**Ziel**
Listen Sie aus den folgenden Einträgen zur Regionsannotation jede Zeile unverändert auf, welche die Zeichenfolge „with“ enthält.

[Einträge zur Regionsannotation]
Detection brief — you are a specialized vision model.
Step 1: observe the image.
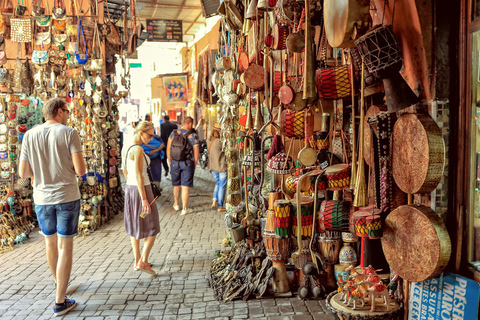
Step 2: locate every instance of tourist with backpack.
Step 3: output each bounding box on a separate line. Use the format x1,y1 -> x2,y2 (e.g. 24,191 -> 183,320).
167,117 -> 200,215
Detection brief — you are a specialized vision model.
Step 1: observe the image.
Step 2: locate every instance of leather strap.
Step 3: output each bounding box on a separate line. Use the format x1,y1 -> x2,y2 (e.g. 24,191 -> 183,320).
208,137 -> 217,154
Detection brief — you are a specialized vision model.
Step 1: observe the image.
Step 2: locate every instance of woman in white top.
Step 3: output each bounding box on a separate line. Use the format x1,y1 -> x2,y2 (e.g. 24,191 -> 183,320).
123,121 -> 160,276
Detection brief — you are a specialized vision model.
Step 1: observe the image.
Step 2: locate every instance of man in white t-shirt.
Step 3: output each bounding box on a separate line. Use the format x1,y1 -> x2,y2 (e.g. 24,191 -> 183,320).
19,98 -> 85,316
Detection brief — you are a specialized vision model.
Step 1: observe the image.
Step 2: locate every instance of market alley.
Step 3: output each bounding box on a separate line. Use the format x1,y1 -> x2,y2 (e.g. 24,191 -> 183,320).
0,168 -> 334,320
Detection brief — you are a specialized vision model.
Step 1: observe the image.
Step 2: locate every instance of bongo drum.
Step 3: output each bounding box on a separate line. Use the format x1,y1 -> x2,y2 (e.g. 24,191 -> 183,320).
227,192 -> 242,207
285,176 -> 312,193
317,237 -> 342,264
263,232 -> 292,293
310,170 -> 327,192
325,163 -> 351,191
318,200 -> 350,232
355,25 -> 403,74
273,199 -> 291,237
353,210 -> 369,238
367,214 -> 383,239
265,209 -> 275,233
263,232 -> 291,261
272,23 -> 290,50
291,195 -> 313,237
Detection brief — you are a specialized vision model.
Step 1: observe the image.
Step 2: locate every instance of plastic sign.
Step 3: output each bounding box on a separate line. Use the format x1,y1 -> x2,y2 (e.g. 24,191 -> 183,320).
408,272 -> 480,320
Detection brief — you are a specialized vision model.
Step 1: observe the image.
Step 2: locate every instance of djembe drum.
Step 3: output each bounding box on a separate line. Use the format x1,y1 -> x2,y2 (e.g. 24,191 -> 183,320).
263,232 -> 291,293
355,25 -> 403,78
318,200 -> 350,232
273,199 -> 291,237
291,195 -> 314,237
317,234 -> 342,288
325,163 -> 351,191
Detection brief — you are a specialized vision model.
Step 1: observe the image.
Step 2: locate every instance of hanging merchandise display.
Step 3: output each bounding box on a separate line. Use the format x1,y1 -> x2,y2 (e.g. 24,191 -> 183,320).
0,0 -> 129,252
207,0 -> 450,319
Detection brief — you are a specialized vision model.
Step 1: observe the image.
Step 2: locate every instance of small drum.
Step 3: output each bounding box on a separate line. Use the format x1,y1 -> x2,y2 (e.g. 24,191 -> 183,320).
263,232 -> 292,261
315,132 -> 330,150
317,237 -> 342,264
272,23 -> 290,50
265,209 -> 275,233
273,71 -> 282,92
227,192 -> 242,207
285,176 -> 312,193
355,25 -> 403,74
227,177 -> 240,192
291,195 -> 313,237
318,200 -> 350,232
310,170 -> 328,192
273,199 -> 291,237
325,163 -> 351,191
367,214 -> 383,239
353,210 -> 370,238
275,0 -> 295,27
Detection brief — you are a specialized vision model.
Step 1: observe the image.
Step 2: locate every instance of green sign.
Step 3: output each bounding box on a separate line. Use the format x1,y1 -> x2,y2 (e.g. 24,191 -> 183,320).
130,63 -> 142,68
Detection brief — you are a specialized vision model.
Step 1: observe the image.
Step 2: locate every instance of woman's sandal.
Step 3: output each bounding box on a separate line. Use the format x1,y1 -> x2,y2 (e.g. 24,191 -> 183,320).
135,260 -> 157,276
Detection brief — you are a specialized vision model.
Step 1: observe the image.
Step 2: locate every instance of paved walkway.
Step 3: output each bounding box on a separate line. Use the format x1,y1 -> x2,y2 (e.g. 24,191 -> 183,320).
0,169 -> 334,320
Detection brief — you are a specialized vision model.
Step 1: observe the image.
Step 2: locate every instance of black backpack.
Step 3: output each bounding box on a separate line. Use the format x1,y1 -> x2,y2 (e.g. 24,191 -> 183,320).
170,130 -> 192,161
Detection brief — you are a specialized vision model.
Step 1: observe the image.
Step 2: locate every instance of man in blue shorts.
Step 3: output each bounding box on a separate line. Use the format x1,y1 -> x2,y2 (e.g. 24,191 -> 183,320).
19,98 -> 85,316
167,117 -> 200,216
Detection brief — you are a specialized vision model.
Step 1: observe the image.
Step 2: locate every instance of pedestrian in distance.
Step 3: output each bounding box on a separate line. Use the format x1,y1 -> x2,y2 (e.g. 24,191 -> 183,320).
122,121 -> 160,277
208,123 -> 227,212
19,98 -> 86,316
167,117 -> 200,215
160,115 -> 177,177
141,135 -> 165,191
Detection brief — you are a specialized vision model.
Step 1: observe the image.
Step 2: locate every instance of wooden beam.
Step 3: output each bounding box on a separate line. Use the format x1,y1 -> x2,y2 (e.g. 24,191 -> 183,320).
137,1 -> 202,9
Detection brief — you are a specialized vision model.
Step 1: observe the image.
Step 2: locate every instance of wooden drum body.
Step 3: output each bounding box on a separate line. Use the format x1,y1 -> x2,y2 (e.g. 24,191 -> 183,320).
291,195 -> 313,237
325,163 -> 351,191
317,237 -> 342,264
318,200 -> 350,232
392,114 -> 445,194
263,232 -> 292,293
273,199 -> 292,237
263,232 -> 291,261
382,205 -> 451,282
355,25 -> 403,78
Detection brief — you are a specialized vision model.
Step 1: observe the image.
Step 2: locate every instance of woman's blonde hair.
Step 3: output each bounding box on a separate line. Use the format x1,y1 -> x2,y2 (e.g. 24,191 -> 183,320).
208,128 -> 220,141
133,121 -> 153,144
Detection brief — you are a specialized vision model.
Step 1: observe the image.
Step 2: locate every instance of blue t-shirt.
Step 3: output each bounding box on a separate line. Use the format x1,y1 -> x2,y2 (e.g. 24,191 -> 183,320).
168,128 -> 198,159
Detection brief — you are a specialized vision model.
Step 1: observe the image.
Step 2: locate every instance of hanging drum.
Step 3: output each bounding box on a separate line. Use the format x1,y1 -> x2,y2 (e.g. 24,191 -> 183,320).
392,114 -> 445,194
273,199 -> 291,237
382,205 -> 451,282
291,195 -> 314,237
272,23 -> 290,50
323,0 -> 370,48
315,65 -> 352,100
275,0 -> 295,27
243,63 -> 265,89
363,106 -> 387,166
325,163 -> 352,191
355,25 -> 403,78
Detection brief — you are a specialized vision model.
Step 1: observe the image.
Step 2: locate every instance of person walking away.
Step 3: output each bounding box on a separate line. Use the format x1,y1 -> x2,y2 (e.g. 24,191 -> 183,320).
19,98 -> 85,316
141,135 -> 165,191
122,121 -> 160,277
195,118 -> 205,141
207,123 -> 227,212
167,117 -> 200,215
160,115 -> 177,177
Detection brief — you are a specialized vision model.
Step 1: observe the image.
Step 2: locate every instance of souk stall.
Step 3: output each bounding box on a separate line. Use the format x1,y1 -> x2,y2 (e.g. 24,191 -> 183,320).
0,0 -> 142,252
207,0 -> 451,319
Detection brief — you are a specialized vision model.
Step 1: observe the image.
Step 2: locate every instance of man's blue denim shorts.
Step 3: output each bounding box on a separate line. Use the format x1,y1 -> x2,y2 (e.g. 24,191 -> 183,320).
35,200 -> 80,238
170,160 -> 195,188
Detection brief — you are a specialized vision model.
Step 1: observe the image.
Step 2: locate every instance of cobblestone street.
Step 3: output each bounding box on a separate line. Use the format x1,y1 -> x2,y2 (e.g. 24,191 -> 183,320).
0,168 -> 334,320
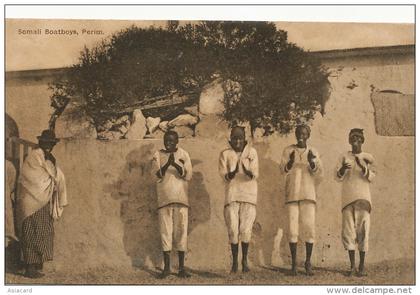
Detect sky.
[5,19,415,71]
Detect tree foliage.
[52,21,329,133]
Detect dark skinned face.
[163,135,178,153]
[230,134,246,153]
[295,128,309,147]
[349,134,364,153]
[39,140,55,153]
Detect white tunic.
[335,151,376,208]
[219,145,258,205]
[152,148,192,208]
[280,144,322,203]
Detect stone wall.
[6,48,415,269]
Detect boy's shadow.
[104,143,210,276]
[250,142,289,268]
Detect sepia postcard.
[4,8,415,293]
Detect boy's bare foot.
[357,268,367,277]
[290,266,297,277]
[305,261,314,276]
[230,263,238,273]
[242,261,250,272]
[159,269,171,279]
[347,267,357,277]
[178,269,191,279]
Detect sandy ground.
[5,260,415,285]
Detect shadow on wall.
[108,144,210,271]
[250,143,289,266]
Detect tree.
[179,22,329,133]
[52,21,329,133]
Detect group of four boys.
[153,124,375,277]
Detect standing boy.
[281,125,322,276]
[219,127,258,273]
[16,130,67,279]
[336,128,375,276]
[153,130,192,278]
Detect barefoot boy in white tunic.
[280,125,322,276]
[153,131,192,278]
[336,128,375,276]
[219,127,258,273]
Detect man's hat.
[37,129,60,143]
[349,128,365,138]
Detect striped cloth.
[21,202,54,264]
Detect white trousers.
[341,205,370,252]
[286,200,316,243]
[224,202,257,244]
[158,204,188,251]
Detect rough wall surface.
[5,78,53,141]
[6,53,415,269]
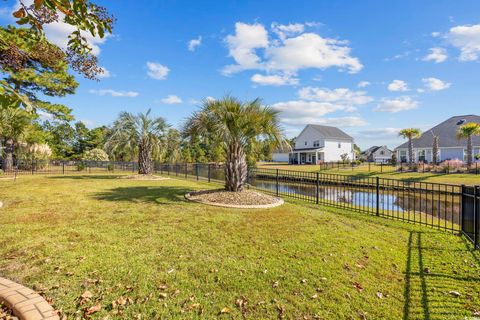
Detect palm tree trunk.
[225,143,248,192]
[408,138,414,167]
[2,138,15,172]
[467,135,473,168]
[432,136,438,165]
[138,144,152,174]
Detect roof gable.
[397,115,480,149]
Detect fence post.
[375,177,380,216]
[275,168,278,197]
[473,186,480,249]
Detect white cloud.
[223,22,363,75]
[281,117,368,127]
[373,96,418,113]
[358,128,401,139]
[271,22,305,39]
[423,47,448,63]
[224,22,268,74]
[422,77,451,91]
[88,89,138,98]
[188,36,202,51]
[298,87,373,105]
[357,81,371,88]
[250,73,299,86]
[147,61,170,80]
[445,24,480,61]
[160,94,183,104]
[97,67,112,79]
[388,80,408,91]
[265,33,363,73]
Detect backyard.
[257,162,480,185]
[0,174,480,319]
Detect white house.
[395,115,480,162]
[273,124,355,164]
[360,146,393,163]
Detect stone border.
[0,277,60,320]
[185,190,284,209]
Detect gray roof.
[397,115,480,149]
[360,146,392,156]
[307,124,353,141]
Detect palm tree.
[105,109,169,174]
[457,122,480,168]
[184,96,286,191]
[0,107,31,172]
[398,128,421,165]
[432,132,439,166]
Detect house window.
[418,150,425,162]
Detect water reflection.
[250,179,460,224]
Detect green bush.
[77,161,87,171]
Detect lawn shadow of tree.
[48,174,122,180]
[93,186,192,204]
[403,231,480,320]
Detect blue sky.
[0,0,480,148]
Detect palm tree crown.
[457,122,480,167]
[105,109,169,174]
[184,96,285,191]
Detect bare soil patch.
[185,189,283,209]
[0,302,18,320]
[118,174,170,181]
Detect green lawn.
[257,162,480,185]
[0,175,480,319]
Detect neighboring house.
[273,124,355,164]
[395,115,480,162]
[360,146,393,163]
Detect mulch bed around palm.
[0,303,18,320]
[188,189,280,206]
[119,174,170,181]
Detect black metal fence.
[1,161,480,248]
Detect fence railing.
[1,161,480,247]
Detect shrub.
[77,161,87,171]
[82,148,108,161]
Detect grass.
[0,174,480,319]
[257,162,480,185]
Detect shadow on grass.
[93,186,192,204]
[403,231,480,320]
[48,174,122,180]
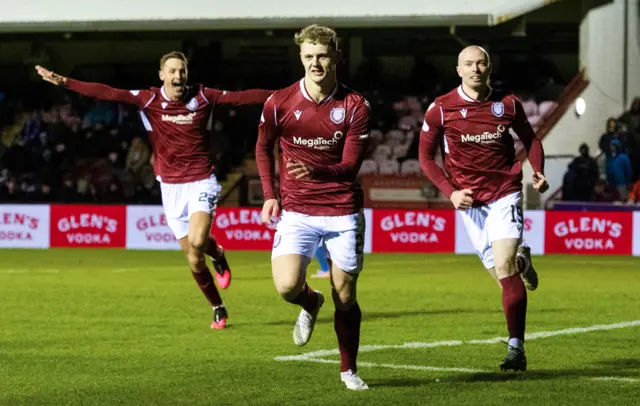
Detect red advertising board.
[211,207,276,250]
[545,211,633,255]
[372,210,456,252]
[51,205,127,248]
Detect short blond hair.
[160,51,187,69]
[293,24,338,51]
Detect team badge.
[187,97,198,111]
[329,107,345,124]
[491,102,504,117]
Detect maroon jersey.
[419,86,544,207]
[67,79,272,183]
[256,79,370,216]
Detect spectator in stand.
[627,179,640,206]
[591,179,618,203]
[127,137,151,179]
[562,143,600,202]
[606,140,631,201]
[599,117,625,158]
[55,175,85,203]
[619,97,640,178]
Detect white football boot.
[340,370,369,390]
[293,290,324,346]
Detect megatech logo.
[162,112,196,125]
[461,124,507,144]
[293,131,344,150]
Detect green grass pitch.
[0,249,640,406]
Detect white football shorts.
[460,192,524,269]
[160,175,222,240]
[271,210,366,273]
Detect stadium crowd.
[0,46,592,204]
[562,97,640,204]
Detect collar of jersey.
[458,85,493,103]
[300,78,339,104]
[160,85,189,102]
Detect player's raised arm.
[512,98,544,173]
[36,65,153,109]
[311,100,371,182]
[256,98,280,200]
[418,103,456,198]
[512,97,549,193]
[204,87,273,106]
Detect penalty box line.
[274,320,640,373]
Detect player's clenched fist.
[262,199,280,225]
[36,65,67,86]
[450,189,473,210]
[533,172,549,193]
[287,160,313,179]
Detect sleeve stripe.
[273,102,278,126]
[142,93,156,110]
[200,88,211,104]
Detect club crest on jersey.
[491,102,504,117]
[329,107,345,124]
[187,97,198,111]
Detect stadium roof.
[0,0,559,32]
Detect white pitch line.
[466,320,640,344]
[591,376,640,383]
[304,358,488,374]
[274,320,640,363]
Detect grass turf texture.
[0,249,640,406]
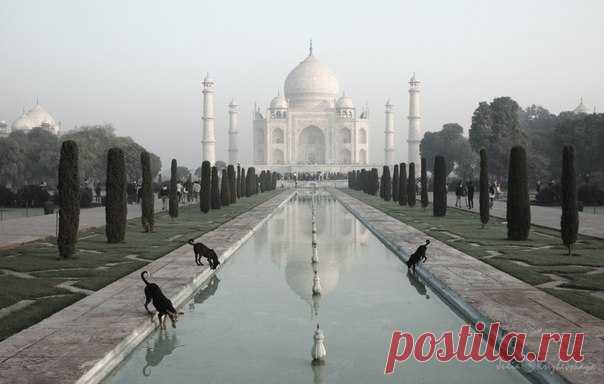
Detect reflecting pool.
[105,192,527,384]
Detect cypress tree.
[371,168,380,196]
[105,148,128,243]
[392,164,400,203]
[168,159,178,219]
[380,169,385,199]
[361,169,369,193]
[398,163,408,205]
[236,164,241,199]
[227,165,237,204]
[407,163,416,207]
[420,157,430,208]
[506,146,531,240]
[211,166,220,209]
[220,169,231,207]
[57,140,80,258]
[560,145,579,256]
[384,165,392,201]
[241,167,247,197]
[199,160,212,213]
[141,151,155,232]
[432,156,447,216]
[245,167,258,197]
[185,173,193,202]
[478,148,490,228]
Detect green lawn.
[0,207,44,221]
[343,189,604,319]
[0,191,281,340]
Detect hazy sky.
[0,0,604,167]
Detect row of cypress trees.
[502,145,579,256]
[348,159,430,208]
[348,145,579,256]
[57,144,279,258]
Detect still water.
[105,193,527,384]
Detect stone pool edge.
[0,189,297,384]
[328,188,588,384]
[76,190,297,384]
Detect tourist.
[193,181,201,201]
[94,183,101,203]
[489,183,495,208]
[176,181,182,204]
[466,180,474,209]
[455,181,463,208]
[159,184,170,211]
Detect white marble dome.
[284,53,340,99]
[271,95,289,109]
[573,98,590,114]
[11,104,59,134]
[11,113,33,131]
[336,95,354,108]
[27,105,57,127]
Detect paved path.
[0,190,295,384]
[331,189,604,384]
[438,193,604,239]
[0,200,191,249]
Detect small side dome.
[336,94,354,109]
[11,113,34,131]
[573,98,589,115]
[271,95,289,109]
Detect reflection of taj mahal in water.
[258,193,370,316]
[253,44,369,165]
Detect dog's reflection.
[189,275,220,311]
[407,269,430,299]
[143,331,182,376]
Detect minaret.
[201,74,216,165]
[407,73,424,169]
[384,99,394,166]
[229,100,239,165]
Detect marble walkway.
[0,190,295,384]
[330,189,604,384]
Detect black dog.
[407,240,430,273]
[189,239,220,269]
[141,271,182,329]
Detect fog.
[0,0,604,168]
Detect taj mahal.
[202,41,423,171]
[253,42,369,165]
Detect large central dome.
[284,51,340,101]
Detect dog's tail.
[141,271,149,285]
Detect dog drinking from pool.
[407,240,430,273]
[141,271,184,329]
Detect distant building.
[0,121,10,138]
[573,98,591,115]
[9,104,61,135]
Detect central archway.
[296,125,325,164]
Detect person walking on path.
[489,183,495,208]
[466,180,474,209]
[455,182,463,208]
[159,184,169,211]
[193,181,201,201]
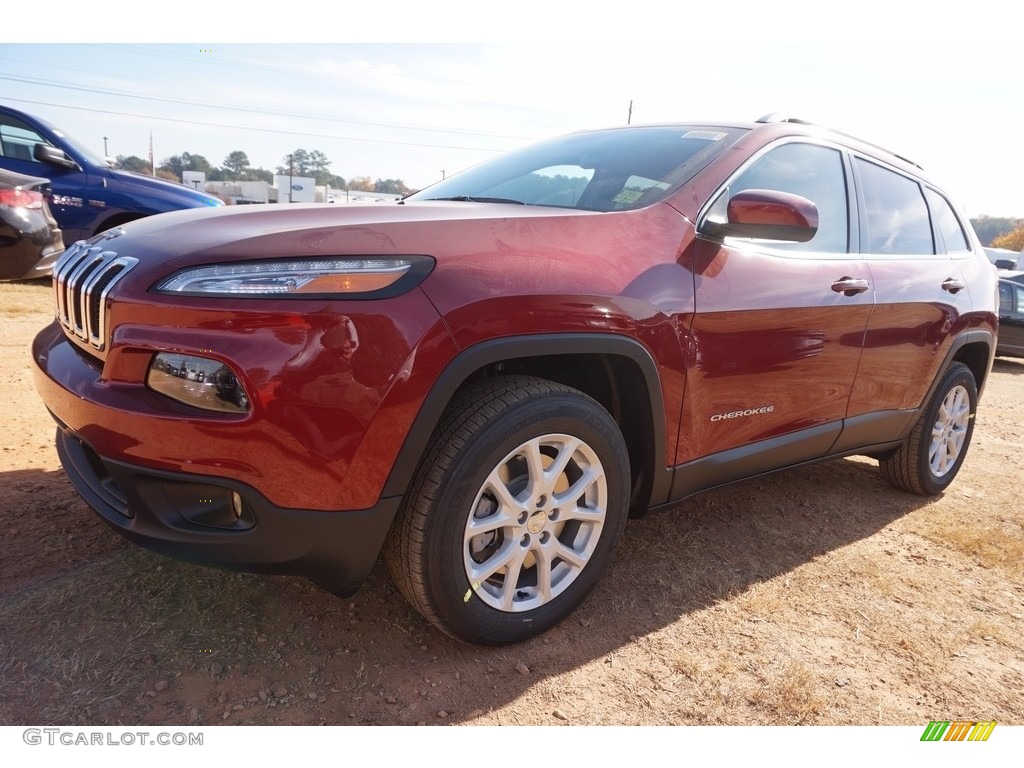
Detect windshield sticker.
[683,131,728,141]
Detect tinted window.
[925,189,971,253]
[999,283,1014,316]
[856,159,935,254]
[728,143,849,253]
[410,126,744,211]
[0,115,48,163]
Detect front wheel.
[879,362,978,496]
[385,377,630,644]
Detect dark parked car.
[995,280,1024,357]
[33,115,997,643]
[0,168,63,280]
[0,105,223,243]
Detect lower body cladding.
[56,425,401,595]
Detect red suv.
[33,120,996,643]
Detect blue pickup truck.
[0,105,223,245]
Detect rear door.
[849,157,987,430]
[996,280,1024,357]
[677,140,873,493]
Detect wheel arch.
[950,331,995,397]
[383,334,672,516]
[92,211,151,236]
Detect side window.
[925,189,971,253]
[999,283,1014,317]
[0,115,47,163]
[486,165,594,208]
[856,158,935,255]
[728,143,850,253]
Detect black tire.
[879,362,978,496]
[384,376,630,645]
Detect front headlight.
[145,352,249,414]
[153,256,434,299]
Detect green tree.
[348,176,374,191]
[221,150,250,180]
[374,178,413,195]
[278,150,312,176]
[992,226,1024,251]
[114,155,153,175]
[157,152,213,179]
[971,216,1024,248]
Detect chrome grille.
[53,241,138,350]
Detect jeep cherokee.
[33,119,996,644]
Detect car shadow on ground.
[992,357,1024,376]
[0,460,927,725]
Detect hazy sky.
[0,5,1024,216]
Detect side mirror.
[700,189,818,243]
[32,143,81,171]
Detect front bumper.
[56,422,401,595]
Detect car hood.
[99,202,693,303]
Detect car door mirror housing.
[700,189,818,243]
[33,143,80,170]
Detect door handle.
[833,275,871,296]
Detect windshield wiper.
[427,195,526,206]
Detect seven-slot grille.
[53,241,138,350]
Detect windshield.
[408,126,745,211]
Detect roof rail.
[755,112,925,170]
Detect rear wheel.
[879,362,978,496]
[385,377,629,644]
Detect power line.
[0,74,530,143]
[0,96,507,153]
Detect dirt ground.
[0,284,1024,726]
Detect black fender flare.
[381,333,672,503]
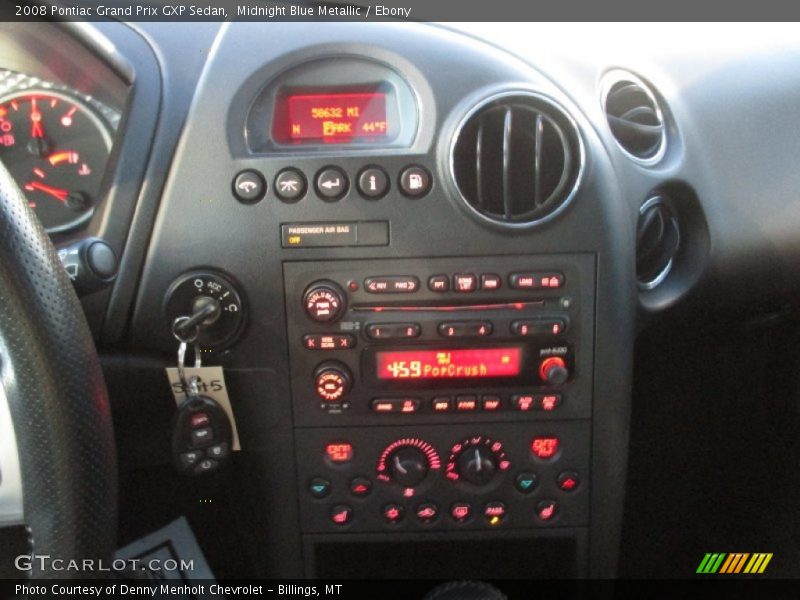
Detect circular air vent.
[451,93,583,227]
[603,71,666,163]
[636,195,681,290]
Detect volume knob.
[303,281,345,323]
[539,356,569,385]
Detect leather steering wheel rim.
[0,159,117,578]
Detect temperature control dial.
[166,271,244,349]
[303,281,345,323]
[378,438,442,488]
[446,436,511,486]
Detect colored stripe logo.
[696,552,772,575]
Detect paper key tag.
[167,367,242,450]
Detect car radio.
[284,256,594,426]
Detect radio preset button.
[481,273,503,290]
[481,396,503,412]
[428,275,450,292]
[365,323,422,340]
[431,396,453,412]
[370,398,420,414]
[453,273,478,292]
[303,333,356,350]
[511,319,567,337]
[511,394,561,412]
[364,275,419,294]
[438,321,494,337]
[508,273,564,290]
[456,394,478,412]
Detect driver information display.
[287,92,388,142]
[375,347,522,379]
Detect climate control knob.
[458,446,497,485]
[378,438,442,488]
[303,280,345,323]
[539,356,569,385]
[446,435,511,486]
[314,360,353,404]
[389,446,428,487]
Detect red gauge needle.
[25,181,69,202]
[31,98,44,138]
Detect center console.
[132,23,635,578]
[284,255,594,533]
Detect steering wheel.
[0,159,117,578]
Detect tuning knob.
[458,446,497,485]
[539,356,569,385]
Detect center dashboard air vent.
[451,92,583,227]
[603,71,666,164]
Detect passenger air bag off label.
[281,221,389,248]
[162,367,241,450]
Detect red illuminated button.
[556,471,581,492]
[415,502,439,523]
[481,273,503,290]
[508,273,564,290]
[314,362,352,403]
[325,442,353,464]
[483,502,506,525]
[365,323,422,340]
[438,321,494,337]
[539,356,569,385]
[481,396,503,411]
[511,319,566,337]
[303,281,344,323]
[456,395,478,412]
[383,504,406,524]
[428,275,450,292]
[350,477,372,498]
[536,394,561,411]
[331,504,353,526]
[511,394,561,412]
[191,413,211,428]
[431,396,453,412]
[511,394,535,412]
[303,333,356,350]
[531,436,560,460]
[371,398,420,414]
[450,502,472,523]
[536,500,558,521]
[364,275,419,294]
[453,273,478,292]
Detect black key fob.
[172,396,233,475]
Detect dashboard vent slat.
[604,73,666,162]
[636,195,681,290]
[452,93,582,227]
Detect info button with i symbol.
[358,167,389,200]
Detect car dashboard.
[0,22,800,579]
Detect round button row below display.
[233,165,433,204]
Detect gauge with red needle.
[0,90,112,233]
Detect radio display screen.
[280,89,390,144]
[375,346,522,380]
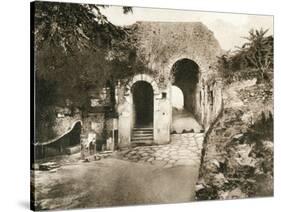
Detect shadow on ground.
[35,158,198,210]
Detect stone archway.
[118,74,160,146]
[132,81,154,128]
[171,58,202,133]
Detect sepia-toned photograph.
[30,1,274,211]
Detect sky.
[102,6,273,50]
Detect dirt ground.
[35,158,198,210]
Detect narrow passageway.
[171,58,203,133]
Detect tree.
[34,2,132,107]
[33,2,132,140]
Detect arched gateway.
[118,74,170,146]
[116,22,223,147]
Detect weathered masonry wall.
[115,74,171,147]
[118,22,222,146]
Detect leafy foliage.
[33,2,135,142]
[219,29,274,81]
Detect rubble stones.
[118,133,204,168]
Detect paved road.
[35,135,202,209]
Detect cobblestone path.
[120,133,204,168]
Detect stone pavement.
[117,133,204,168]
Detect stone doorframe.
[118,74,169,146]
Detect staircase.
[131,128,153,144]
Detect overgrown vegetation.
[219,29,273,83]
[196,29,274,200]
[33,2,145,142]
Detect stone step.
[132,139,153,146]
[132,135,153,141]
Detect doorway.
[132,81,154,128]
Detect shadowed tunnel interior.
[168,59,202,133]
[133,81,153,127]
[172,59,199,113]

**Antwort zur Aufgabe**
Step 2: locate every instance of tourist with backpack.
Detect info button with i symbol.
Detect gauge with red needle.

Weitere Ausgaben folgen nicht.